**The request:**
Format every line of the entries below as a Markdown table with a "Row" column for the line number and a "Line" column for the text, skipping blank lines. Leave the pictures out.

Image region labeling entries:
=-=-=
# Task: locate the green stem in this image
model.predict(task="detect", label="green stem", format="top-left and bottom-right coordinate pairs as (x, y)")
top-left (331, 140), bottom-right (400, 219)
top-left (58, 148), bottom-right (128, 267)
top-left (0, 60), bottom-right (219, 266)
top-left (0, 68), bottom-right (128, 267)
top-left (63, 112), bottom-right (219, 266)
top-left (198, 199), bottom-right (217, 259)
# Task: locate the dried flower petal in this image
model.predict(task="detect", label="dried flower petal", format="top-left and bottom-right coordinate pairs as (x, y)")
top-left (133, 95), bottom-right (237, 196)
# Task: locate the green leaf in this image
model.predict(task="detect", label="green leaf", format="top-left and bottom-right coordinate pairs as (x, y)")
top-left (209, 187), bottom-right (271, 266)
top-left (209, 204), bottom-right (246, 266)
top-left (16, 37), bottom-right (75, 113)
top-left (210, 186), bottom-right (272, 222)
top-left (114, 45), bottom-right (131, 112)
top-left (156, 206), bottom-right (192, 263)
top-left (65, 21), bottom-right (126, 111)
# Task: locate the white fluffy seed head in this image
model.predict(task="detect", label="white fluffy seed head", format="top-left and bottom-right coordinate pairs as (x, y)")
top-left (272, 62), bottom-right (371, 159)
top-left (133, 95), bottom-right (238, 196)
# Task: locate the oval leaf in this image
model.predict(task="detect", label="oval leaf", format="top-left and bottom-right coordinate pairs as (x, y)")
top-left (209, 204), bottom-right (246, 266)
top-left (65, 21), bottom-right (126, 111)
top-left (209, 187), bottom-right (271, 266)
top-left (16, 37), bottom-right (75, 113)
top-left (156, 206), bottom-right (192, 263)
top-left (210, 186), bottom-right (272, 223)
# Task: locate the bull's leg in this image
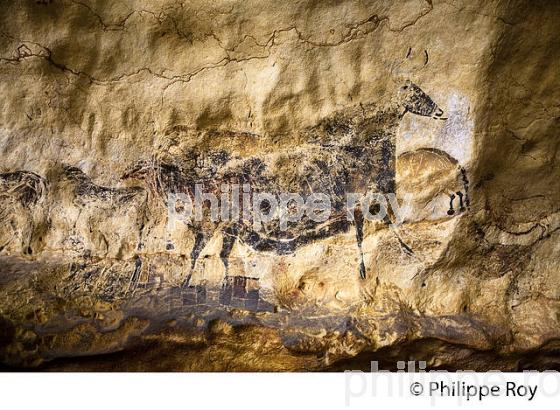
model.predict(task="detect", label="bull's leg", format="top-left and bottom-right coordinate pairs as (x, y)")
top-left (354, 208), bottom-right (366, 279)
top-left (220, 225), bottom-right (238, 283)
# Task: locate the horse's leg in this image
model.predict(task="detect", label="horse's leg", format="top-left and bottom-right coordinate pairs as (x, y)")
top-left (354, 208), bottom-right (366, 279)
top-left (447, 194), bottom-right (455, 215)
top-left (383, 214), bottom-right (414, 255)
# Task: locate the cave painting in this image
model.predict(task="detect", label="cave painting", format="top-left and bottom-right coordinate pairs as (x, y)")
top-left (123, 81), bottom-right (468, 280)
top-left (0, 81), bottom-right (470, 289)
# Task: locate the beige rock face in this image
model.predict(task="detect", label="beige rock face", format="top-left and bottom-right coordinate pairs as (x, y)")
top-left (0, 0), bottom-right (560, 371)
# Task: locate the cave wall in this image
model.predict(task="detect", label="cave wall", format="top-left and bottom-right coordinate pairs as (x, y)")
top-left (0, 0), bottom-right (560, 370)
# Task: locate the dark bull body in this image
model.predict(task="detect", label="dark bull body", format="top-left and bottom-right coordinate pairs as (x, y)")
top-left (123, 81), bottom-right (445, 278)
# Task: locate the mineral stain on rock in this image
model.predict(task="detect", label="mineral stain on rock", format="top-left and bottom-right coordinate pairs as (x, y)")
top-left (0, 0), bottom-right (560, 371)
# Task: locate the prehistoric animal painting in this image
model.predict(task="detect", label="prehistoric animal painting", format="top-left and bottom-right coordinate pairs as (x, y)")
top-left (123, 81), bottom-right (456, 278)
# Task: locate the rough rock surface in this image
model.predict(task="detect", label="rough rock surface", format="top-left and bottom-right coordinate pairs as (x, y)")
top-left (0, 0), bottom-right (560, 371)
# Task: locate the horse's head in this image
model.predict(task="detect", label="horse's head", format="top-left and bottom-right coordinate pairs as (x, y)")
top-left (121, 160), bottom-right (158, 180)
top-left (399, 80), bottom-right (447, 120)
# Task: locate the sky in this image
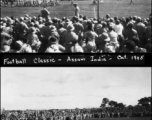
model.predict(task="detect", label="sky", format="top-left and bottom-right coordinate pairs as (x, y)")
top-left (1, 67), bottom-right (151, 110)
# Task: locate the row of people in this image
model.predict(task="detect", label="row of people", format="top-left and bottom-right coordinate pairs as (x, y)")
top-left (1, 12), bottom-right (152, 53)
top-left (1, 107), bottom-right (151, 120)
top-left (1, 0), bottom-right (60, 7)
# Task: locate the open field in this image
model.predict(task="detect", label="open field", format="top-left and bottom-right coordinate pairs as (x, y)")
=-=-=
**Exercise solution:**
| Row | Line |
|---|---|
| 1 | # Task: locate the green stem in this image |
| 2 | model.predict(task="detect", label="green stem", format="top-left and bottom-right coordinate pairs as (x, y)") |
| 3 | top-left (331, 140), bottom-right (400, 219) |
| 4 | top-left (58, 148), bottom-right (128, 267) |
| 5 | top-left (0, 60), bottom-right (219, 266) |
| 6 | top-left (0, 68), bottom-right (128, 267) |
| 7 | top-left (63, 112), bottom-right (219, 266) |
| 8 | top-left (198, 199), bottom-right (217, 259) |
| 9 | # Task: locate the dried flower petal in this image |
| 10 | model.predict(task="detect", label="dried flower petal", format="top-left and bottom-right coordinate pairs as (x, y)") |
| 11 | top-left (133, 95), bottom-right (237, 196) |
| 12 | # Task: locate the green leaf in this image |
| 13 | model.predict(task="detect", label="green leaf", format="top-left and bottom-right coordinate pairs as (x, y)") |
| 14 | top-left (209, 187), bottom-right (271, 266) |
| 15 | top-left (209, 204), bottom-right (246, 266) |
| 16 | top-left (16, 37), bottom-right (75, 113) |
| 17 | top-left (210, 186), bottom-right (272, 222) |
| 18 | top-left (114, 45), bottom-right (131, 112) |
| 19 | top-left (156, 206), bottom-right (192, 263) |
| 20 | top-left (65, 21), bottom-right (126, 111) |
| 21 | # Task: locate the white fluffy seed head in this image |
| 22 | model.predict(task="detect", label="white fluffy seed head", format="top-left and bottom-right coordinate pairs as (x, y)") |
| 23 | top-left (272, 62), bottom-right (371, 159) |
| 24 | top-left (133, 95), bottom-right (238, 196) |
| 25 | # Task: locate the oval leaf in this image |
| 26 | model.predict(task="detect", label="oval leaf", format="top-left and bottom-right coordinate pairs as (x, y)") |
| 27 | top-left (209, 204), bottom-right (246, 266) |
| 28 | top-left (65, 21), bottom-right (126, 111) |
| 29 | top-left (209, 187), bottom-right (271, 266) |
| 30 | top-left (16, 37), bottom-right (75, 113) |
| 31 | top-left (156, 206), bottom-right (192, 263) |
| 32 | top-left (210, 186), bottom-right (272, 223) |
| 33 | # Task: locate the bull's leg in this image |
| 34 | model.predict(task="detect", label="bull's leg", format="top-left and bottom-right coordinate pairs as (x, y)") |
| 35 | top-left (354, 208), bottom-right (366, 279) |
| 36 | top-left (220, 225), bottom-right (238, 283) |
| 37 | # Task: locate the horse's leg in this image |
| 38 | model.predict(task="detect", label="horse's leg", format="top-left and bottom-right coordinate pairs as (x, y)") |
| 39 | top-left (354, 208), bottom-right (366, 279) |
| 40 | top-left (447, 194), bottom-right (455, 215) |
| 41 | top-left (383, 214), bottom-right (414, 255) |
| 42 | # Task: locate the cave painting in this image |
| 43 | model.predict(task="detect", label="cave painting", format="top-left and bottom-right coordinate pairs as (x, y)") |
| 44 | top-left (123, 81), bottom-right (468, 280) |
| 45 | top-left (0, 81), bottom-right (470, 289) |
| 46 | # Task: locate the beige rock face in this image |
| 47 | model.predict(task="detect", label="beige rock face", format="top-left and bottom-right coordinate pairs as (x, y)") |
| 48 | top-left (0, 0), bottom-right (560, 371) |
| 49 | # Task: locate the cave wall in this image |
| 50 | model.predict(task="detect", label="cave wall", format="top-left and bottom-right coordinate pairs as (x, y)") |
| 51 | top-left (0, 0), bottom-right (560, 370) |
| 52 | # Task: locate the dark bull body in this image |
| 53 | model.predict(task="detect", label="dark bull body", format="top-left and bottom-right coordinate pairs as (x, y)") |
| 54 | top-left (123, 81), bottom-right (445, 278) |
| 55 | # Task: locate the mineral stain on rock in this image |
| 56 | model.predict(task="detect", label="mineral stain on rock", format="top-left and bottom-right coordinate pairs as (x, y)") |
| 57 | top-left (0, 0), bottom-right (560, 371) |
| 58 | # Task: locate the prehistoric animal painting in this image |
| 59 | model.predict(task="detect", label="prehistoric animal painting", format="top-left and bottom-right coordinate pairs as (x, y)") |
| 60 | top-left (123, 81), bottom-right (456, 278) |
| 61 | # Task: locate the rough rock surface in this image |
| 62 | model.predict(task="detect", label="rough rock surface", format="top-left and bottom-right coordinate pairs as (x, y)") |
| 63 | top-left (0, 0), bottom-right (560, 371) |
| 64 | # Task: locate the horse's head in this image |
| 65 | model.predict(task="detect", label="horse's head", format="top-left and bottom-right coordinate pairs as (x, y)") |
| 66 | top-left (121, 160), bottom-right (158, 180) |
| 67 | top-left (399, 80), bottom-right (447, 120) |
| 68 | # Task: locate the sky in this image |
| 69 | model.predict(task="detect", label="sky", format="top-left and bottom-right coordinate pairs as (x, y)") |
| 70 | top-left (1, 67), bottom-right (151, 110) |
| 71 | # Task: locate the row of people in this image |
| 72 | model.predict(task="detect", label="row of people", format="top-left and bottom-right coordinate pairs as (x, y)") |
| 73 | top-left (1, 12), bottom-right (152, 53) |
| 74 | top-left (1, 107), bottom-right (151, 120) |
| 75 | top-left (1, 0), bottom-right (60, 7) |
| 76 | # Task: locate the open field in this image |
| 77 | model.predict(task="detect", label="open field", format="top-left and bottom-right coordinate pairs as (x, y)") |